"Target — black football"이 들어 있는 줄에서 시작하여 "column 579, row 502"가 들어 있는 줄에서 끝나는 부분을, 처음과 마지막 줄을 포함하여 한 글자도 바꾸지 말고 그대로 옮겨 적으십시오.

__데이터셋 항목__
---

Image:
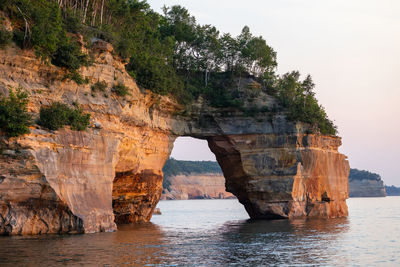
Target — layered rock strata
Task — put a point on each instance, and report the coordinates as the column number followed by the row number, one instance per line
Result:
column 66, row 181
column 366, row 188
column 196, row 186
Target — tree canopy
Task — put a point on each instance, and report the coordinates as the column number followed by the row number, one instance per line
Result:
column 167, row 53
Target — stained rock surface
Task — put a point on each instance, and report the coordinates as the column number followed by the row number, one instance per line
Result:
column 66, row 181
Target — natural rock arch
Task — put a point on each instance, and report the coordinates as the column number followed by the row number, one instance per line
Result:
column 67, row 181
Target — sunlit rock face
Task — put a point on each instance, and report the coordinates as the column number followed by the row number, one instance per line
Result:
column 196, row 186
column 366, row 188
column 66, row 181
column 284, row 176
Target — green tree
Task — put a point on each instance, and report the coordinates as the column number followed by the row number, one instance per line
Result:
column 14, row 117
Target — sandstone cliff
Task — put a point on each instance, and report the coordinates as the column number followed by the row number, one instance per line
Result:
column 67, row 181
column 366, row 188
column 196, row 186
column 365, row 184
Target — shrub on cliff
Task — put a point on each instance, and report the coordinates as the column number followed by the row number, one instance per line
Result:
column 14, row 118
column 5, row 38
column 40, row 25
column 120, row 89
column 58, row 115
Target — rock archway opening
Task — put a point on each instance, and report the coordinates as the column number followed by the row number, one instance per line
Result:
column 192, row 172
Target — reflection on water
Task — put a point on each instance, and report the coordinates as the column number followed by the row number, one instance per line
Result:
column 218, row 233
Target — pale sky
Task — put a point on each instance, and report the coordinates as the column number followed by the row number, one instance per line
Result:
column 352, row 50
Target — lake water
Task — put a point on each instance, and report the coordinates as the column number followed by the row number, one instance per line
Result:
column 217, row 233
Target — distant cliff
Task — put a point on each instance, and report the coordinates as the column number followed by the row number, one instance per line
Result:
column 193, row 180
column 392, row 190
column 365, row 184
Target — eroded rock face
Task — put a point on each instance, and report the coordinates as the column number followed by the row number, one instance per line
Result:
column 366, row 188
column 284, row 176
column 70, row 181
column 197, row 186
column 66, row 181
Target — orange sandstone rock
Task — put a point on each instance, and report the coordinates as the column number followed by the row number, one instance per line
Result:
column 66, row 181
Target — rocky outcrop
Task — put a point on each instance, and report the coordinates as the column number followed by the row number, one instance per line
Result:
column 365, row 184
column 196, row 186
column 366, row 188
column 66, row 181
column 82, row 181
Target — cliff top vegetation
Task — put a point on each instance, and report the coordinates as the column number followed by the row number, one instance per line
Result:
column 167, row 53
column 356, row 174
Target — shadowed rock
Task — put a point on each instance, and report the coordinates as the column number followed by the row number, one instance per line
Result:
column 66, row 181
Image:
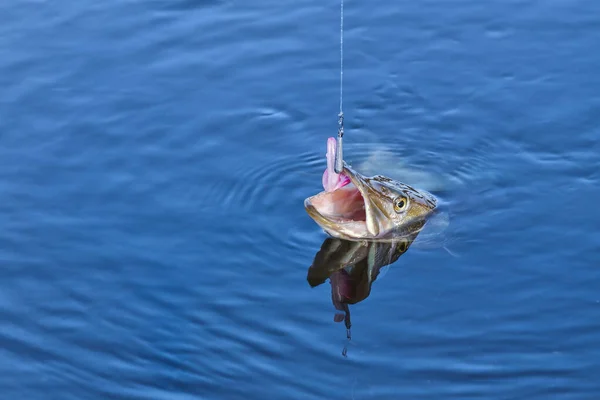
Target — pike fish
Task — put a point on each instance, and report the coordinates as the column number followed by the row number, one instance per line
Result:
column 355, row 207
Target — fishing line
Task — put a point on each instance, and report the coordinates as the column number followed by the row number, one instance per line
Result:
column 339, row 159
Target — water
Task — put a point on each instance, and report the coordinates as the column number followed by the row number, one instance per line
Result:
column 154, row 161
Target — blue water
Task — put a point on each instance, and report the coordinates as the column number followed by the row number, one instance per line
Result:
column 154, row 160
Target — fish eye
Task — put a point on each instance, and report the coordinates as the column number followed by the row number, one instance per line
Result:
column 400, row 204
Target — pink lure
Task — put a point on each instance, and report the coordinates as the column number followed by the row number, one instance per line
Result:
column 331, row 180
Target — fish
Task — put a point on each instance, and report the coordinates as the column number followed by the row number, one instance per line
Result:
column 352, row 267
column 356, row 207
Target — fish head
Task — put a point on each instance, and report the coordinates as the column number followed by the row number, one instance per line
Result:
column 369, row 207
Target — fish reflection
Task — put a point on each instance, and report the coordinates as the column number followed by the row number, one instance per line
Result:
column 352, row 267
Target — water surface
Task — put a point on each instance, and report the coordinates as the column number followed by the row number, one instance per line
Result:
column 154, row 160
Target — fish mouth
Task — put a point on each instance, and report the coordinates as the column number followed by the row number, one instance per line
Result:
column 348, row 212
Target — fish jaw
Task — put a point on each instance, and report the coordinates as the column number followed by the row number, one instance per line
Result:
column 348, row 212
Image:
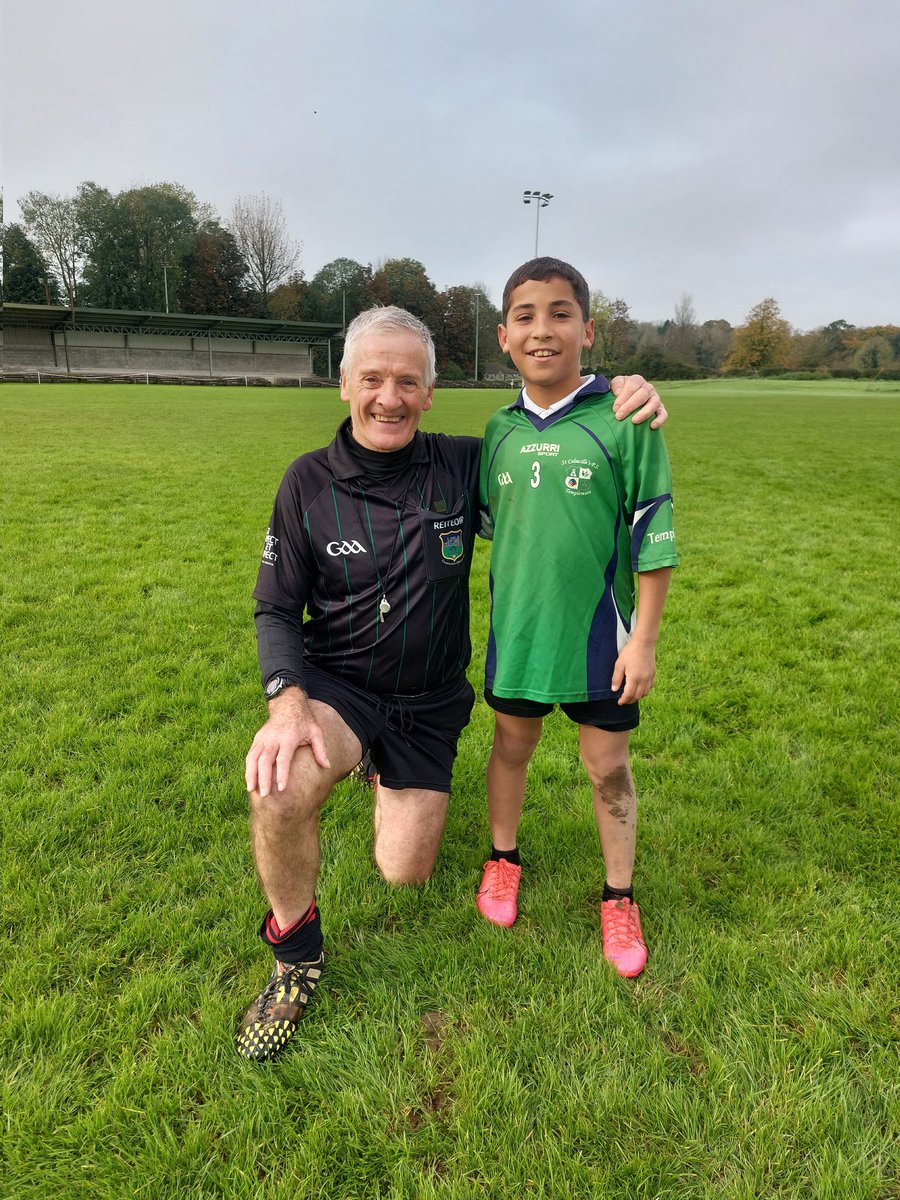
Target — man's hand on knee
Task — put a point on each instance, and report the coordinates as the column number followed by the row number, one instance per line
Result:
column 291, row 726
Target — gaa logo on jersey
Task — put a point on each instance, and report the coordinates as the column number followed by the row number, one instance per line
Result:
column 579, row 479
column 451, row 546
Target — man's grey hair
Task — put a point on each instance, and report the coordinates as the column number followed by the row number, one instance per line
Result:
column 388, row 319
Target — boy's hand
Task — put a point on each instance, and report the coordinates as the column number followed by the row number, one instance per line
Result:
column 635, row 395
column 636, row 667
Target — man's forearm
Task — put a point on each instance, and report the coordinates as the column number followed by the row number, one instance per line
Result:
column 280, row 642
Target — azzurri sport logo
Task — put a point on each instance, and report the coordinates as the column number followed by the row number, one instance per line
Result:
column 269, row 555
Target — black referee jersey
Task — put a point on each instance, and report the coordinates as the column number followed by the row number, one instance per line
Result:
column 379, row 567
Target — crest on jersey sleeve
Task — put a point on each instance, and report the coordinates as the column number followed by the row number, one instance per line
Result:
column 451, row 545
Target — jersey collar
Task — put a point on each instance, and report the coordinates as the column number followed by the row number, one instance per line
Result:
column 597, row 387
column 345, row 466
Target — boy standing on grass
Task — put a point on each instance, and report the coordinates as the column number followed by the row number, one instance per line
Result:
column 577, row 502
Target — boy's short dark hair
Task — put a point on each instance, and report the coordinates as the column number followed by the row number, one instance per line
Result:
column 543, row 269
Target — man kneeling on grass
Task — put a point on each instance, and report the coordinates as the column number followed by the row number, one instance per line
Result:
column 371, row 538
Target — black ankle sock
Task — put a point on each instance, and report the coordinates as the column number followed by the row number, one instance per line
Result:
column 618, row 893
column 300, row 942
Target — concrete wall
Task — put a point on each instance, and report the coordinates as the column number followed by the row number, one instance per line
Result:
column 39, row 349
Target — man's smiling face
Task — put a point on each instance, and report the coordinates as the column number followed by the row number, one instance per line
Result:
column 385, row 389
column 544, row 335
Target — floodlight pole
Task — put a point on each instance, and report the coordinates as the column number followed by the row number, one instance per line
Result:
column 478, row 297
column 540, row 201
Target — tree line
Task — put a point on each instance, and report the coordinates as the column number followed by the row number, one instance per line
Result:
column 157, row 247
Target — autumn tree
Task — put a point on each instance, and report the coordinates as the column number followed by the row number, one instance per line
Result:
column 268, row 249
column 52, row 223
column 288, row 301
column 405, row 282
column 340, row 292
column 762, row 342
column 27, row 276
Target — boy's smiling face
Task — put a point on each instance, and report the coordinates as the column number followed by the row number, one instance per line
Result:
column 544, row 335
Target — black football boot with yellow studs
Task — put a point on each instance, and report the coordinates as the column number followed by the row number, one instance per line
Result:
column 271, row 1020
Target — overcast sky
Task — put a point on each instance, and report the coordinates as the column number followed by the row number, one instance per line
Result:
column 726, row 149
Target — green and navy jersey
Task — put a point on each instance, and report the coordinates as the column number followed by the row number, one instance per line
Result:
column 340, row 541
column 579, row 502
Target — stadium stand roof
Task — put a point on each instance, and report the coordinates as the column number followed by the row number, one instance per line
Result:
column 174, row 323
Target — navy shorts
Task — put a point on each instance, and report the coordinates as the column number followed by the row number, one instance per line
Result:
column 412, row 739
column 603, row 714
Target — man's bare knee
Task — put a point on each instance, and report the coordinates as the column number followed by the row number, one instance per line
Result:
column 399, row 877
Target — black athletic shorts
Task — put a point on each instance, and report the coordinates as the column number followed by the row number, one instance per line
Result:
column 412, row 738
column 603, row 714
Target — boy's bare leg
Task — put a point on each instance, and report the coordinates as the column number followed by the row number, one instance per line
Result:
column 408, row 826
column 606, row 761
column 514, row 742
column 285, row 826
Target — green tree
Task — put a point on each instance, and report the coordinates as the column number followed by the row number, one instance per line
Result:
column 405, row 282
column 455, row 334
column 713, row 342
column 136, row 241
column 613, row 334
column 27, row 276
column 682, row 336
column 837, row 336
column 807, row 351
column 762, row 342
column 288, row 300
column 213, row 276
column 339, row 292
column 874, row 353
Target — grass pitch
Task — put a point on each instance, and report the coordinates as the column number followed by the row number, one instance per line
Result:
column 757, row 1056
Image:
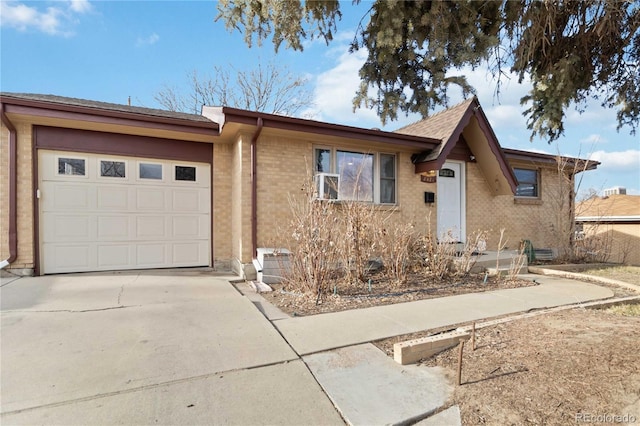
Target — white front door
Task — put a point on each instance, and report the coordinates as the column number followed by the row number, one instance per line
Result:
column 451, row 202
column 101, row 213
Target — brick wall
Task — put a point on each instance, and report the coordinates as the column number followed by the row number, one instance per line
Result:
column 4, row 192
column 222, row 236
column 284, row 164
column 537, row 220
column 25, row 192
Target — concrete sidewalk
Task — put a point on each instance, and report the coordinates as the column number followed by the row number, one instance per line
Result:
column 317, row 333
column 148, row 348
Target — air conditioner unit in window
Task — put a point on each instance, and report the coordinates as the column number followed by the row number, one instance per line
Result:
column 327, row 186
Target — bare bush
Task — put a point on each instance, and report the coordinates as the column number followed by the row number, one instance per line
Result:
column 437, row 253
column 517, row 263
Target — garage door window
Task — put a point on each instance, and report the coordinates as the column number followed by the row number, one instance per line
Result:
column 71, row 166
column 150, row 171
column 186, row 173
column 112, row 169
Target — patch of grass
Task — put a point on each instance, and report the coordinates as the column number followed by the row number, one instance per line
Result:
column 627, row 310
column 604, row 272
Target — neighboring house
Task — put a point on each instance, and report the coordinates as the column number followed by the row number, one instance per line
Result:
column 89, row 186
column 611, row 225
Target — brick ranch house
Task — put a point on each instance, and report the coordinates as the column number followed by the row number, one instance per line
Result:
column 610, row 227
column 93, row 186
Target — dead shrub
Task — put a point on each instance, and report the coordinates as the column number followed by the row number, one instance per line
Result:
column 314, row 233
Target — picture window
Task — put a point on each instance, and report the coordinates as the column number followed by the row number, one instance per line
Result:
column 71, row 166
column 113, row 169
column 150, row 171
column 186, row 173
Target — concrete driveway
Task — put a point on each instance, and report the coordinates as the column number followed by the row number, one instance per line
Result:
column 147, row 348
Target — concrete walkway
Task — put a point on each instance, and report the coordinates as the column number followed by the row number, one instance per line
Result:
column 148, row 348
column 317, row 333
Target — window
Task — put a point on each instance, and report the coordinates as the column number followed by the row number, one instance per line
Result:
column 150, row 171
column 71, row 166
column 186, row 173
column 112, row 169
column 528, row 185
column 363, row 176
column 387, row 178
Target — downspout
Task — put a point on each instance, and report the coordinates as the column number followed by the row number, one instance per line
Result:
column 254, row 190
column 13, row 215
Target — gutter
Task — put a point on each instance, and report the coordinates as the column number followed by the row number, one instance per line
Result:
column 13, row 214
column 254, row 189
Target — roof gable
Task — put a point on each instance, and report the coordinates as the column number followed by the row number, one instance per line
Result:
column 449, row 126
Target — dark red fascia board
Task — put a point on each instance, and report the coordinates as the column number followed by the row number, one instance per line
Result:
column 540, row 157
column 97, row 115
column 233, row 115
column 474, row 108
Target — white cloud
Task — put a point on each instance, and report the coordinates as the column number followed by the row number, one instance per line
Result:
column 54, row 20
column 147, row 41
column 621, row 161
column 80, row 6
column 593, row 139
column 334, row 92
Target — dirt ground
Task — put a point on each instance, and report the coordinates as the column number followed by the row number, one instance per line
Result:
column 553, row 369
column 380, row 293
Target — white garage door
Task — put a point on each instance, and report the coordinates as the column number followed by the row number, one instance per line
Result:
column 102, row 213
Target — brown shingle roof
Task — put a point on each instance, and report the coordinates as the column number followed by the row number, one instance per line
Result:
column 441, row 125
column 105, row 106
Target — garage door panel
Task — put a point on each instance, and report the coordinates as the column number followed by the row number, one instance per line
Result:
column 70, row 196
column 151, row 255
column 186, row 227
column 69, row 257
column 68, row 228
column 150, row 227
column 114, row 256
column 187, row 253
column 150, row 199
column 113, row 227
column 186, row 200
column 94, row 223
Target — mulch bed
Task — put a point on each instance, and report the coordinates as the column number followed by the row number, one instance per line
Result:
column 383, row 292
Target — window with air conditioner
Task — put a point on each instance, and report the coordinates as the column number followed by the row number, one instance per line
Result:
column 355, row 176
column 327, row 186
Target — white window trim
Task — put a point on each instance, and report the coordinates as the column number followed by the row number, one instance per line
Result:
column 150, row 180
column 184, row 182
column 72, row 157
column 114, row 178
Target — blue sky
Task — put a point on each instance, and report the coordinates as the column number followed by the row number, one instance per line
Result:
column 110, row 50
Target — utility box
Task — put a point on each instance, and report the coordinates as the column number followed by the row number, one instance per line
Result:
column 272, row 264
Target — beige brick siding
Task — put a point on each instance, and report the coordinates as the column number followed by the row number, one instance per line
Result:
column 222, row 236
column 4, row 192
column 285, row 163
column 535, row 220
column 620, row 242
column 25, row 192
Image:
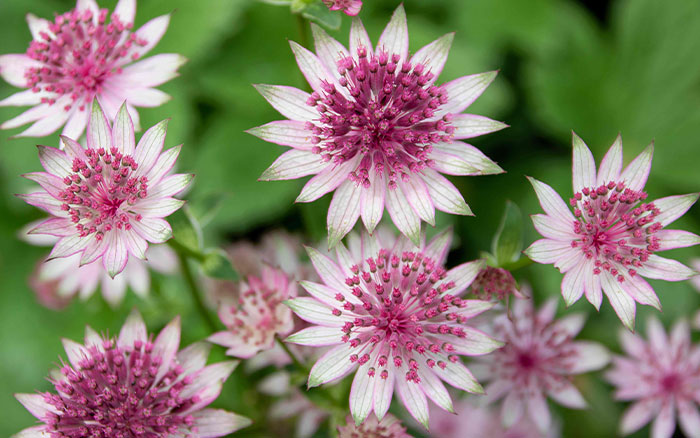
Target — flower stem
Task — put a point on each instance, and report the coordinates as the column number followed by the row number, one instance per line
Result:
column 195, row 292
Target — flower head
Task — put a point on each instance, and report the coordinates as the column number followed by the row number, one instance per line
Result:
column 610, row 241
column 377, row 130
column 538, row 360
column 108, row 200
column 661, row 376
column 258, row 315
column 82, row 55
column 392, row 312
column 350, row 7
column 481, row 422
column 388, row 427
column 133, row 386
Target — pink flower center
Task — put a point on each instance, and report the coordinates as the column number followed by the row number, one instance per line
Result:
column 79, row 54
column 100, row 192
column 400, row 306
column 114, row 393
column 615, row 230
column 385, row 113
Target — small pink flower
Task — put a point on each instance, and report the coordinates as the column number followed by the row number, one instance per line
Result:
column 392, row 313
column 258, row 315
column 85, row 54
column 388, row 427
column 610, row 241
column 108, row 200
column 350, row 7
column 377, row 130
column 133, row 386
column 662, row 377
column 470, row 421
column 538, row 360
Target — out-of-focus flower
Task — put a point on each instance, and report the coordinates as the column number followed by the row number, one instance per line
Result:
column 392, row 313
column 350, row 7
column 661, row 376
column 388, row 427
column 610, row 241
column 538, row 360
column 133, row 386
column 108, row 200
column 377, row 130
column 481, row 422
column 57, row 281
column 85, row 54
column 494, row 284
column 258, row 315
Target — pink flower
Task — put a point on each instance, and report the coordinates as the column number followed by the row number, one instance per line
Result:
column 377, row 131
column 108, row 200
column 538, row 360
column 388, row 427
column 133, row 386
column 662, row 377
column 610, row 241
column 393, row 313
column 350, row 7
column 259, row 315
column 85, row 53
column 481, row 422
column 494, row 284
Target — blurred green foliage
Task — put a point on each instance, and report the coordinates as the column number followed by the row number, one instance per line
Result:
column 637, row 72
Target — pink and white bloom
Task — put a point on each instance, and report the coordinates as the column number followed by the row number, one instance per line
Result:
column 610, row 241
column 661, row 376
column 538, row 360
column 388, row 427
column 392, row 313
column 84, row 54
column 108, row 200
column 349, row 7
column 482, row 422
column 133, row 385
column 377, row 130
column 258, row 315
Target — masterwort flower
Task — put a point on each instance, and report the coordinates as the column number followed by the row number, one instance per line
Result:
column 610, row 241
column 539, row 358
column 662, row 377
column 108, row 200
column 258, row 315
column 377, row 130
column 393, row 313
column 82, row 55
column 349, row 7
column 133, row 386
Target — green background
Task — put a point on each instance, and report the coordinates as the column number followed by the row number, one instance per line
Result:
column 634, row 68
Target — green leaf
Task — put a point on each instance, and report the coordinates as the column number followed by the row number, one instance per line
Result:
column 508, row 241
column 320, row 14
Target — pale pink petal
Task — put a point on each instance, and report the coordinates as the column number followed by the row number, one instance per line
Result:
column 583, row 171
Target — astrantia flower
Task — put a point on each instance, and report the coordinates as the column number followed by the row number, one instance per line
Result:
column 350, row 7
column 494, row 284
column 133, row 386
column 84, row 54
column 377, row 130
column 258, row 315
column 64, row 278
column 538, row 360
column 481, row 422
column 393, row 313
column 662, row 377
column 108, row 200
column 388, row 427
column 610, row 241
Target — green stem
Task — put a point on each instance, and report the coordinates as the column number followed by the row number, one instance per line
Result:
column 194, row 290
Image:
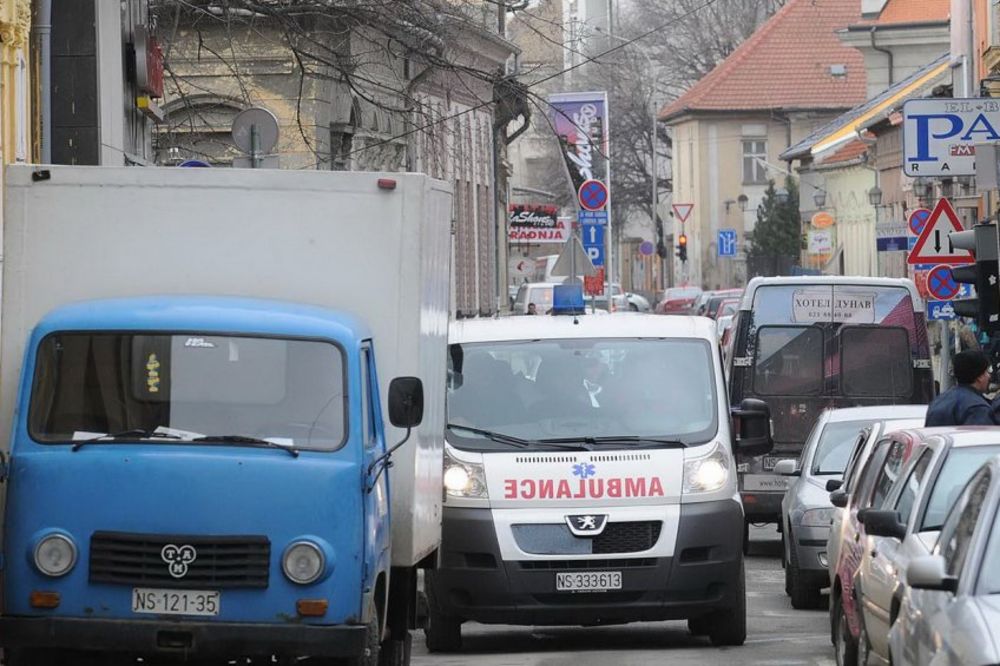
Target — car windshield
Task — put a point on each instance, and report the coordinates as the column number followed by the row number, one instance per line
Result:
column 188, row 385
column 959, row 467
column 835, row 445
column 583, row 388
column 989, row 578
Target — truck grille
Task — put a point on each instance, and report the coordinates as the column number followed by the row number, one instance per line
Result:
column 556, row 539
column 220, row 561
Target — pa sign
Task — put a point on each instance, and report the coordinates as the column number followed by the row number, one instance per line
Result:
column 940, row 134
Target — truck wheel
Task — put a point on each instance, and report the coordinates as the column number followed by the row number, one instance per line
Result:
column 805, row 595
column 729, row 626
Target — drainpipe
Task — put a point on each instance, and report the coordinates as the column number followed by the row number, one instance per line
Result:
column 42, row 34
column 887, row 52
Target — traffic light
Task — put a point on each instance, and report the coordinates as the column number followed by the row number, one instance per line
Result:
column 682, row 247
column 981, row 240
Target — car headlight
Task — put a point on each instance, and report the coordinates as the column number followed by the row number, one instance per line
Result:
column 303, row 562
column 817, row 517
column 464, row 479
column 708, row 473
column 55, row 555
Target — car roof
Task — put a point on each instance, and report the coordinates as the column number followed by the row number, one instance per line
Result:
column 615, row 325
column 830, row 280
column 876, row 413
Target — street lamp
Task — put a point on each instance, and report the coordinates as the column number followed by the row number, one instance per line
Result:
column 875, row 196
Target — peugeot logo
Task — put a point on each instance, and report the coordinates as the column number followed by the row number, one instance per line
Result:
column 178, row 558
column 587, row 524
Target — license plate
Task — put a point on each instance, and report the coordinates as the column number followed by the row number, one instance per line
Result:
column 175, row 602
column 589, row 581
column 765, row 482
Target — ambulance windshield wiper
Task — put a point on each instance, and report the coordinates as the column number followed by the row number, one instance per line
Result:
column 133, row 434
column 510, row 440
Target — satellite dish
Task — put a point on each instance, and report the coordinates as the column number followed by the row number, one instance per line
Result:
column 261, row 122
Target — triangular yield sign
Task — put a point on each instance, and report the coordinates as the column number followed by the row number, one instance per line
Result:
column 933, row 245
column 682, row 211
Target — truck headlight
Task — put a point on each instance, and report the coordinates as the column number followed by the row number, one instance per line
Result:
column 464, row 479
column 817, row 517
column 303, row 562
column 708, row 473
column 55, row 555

---

__완성된 연습__
Target — black football boot with yellow studs
Task — put a point on each instance, and report the coordinates as the column number followed by the row number, one instance per line
Result:
column 271, row 1020
Target — overcast sky
Task — put a point on each instance, and report the coordinates as the column number followed by the row number, one instance per line
Result:
column 726, row 149
Target — green and navy jersey
Task — put a point on each instance, and report the coordinates as the column number followed by the row number, one instance per line
Result:
column 340, row 541
column 579, row 502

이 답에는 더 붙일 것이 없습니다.